▶ [Set exercise] Starting at the line that contains "Could you kindly point to the camel's belly" and ending with the last of the rows, write those lines out again, putting "camel's hump" in place of "camel's belly" and keeping everything else the same.

▶ [Record list]

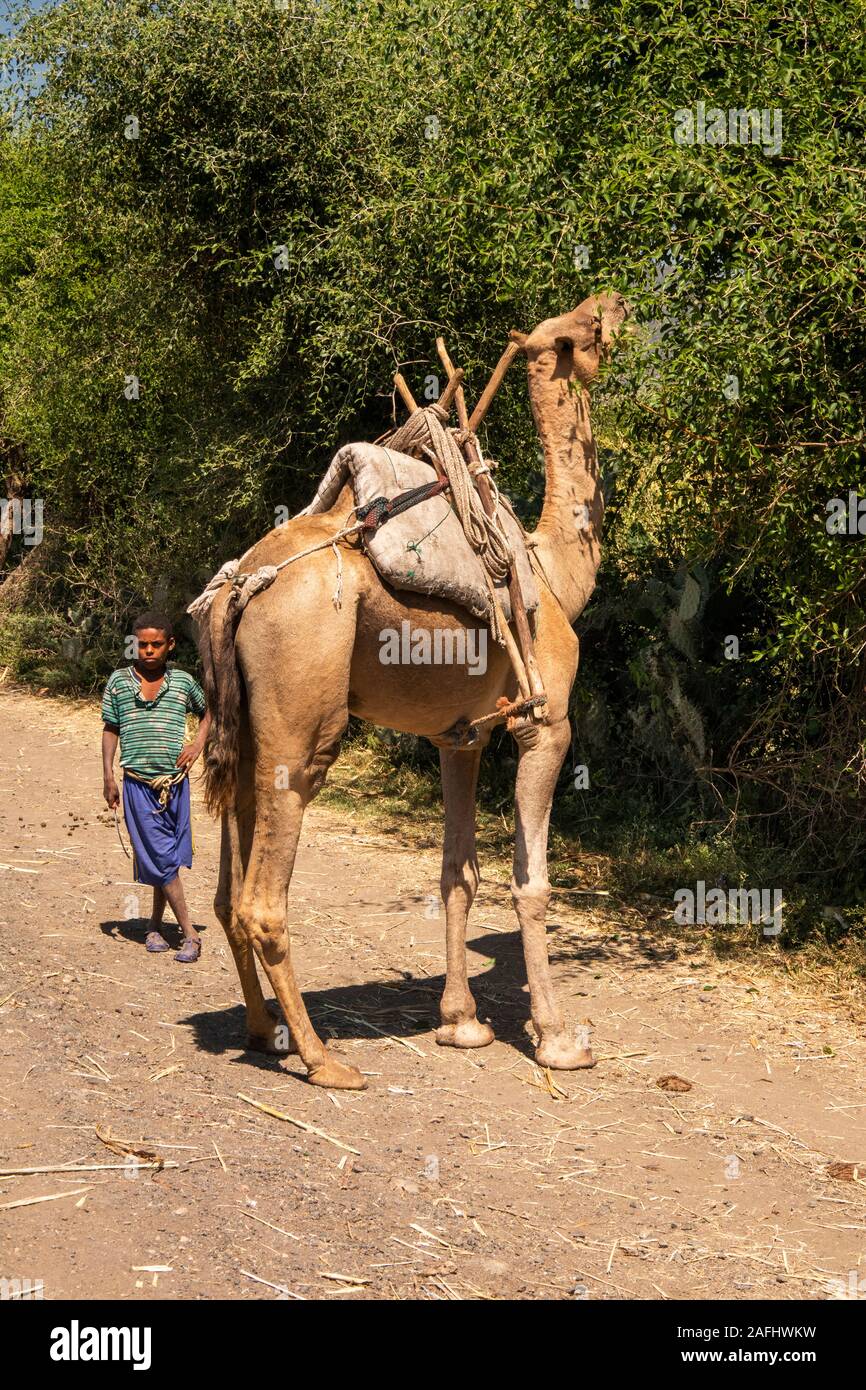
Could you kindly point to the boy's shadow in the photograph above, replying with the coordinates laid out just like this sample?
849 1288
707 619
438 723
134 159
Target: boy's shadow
135 930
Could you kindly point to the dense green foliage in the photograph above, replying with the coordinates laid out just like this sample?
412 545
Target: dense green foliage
317 189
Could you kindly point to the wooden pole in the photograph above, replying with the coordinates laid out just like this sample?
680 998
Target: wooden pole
494 384
519 613
409 401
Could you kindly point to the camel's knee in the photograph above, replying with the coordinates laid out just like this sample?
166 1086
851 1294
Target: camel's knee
531 897
459 879
267 934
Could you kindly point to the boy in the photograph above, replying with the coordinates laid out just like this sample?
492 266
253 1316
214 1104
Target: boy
146 706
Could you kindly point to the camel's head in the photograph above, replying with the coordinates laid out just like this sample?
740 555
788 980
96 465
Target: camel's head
578 339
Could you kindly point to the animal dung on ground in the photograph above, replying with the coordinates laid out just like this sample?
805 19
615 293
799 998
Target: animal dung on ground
673 1083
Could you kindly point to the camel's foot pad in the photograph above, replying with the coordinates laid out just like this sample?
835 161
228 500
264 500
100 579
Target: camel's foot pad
337 1076
470 1033
563 1055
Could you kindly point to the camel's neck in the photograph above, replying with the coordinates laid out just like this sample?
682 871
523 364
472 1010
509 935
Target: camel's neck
567 540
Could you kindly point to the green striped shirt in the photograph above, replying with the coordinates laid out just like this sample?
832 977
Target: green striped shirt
152 730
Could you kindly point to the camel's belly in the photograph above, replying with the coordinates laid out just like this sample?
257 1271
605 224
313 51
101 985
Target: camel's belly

▶ [Response below]
Could you kindly point to the camel's hump in the photograph above, replying with the coordinates laid out just like this sample?
257 1271
605 224
313 51
101 985
Target: camel's hump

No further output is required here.